* [TESTO DATO]
• • • • • • •

Rendersi indispensabili al lettore, fare in modo che la gente voglia tutti i giorni avere il proprio giornale da leggere e non ne possa fare a meno. In Inghilterra è così, Per gli inglesi leggere il giornale, e quel giornale, è come bere il thé delle cinque.
Facile a dirsi – si potrebbe obiettare – quando i social aggrediscono il modo di comunicare tradizionale, quando il ruolo di intermediazione dell’informazione è a rischio e la crisi incombe. Eppure Rossana Rossanda “la bolscevica”, così si definisce, tornata in Italia da meno di un mese, che incontriamo a Roma per una intervista, è convinta che la scommessa sia questa. D’altronde la sua esperienza di giornalista, fondatrice e direttore del quotidiano Il Manifesto, ci racconta proprio questo: di un foglio di rottura e di critica che – come disse all’epoca Paolo Murialdi – cambiò il modo di fare giornalismo (per primi si occuparono in modo più approfondito di politica estera) e si conquistò uno spazio significativo nel mondo dell’editoria. “A caro prezzo – ricorda – ma noi ne eravamo consapevoli ed eravamo disposti a pagarlo. Fu una bella avventura, ma fummo cacciati dal Pci”. Parla la storia e dunque non ci stupisce quando Rossana Rossanda consiglia ai giornalisti di rileggersi, un po’ di storia appunto, del movimento operaio “per riprendere un po’ di coraggio.

• • • • • • •

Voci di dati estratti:

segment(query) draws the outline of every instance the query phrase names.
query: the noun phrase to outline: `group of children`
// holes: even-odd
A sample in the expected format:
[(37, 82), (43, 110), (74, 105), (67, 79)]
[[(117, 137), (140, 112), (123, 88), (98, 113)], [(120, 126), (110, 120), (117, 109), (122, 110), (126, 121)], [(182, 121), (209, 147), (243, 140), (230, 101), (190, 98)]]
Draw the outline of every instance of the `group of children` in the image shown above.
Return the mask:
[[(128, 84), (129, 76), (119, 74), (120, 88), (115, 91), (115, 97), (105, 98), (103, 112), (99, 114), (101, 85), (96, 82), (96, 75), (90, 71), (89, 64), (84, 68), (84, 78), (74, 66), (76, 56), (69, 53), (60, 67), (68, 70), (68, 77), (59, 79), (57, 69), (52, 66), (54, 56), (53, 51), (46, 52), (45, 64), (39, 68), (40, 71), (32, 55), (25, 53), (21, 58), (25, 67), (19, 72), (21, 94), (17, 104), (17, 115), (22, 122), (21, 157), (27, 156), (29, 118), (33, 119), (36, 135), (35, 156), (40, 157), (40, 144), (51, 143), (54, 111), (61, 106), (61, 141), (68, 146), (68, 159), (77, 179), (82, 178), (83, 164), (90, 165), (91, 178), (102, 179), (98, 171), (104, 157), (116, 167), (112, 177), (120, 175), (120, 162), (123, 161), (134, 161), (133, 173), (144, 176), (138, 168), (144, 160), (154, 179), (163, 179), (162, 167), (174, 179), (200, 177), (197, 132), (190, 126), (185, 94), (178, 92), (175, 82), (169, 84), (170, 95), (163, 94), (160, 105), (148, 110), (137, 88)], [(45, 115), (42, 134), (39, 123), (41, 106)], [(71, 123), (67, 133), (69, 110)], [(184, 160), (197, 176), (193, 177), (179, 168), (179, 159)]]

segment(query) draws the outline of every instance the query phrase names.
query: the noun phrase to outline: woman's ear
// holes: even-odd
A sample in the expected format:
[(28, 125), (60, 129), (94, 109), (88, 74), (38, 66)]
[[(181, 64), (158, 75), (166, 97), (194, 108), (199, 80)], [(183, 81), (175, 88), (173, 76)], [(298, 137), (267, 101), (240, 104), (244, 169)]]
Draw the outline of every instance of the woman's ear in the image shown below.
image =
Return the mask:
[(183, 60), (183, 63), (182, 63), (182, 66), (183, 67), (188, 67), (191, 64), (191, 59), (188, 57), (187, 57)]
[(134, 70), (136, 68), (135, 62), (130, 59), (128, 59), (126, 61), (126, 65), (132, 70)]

• • • • • • •

Per favore, indica di quale quotidiano Rossana Rossanda fu fondatrice e direttore secondo il testo dato.

* [RISPOSTA SVOLTA] Il Manifesto.